DATA LINES ▸
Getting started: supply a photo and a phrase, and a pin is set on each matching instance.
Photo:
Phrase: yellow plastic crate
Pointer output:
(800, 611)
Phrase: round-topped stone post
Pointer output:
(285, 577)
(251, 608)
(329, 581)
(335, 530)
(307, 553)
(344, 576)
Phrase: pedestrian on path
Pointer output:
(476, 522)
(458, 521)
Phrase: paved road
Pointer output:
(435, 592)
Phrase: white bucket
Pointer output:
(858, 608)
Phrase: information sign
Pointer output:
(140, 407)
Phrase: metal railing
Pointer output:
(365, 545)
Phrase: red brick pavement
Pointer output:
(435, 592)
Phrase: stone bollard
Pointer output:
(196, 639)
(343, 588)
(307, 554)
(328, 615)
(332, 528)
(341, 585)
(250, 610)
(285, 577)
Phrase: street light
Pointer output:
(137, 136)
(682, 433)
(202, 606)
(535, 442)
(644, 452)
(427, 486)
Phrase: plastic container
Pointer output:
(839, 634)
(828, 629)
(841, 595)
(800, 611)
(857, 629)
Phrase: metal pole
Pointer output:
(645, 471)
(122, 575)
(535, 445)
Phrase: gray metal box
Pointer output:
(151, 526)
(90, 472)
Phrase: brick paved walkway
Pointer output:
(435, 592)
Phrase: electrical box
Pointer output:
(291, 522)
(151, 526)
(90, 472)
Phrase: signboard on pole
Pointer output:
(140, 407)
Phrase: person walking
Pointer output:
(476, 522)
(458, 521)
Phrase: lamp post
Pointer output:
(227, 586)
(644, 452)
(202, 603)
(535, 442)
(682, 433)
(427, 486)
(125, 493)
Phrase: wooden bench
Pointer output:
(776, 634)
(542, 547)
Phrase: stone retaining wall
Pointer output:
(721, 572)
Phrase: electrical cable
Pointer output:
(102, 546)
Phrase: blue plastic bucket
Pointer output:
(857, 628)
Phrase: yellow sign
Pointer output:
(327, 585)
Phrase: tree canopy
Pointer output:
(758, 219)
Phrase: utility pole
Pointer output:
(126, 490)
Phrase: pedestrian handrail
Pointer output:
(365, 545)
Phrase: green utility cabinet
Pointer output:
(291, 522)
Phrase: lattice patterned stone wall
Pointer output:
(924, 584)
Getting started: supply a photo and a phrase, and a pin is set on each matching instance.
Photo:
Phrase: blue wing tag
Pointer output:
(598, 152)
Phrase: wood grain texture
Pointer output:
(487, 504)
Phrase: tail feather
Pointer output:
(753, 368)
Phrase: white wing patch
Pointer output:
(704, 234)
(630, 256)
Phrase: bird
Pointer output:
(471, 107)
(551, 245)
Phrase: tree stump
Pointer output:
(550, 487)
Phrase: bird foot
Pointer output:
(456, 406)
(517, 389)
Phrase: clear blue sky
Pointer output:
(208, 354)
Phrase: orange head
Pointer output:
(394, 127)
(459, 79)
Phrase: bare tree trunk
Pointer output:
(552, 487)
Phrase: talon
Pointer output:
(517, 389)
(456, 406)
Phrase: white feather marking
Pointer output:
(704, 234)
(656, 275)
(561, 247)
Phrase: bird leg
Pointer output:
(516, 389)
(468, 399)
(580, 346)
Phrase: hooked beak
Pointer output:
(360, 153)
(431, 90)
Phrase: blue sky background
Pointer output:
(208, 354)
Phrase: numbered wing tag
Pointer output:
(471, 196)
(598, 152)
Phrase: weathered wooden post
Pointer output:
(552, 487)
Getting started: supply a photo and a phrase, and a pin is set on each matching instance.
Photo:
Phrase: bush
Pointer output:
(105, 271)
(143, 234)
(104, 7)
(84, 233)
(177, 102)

GIVEN EXERCISE ▸ Print only the lines from the one with "Phrase: tree stump" to the end of the records, both included.

RESPONSE FOR THIS EXERCISE ▸
Phrase: tree stump
Pointer output:
(550, 487)
Phrase: bird foot
Pointer output:
(456, 406)
(517, 389)
Phrase: clear blue sky
Pointer output:
(208, 354)
Phrase: orange head
Pointer output:
(394, 127)
(459, 79)
Phrase: bare tree trunk
Pointer output:
(552, 487)
Phrase: talon
Pointer output:
(517, 389)
(456, 406)
Phrase: white feather marking
Pointer output:
(704, 234)
(656, 275)
(561, 247)
Phrase: bird leg
Pointer output:
(516, 389)
(468, 399)
(580, 346)
Phrase: hooked beak
Pointer output:
(360, 153)
(431, 90)
Phrase: blue sky background
Pointer output:
(208, 354)
Phrase: numbered wing tag
Pointer output:
(471, 196)
(598, 152)
Phrase: weathered wooden post
Pointer output:
(552, 487)
Getting started: supply a photo and a phrase, and a pin is set on each matching instance.
Photo:
Phrase: bush
Pointer output:
(105, 271)
(143, 234)
(104, 7)
(84, 233)
(177, 102)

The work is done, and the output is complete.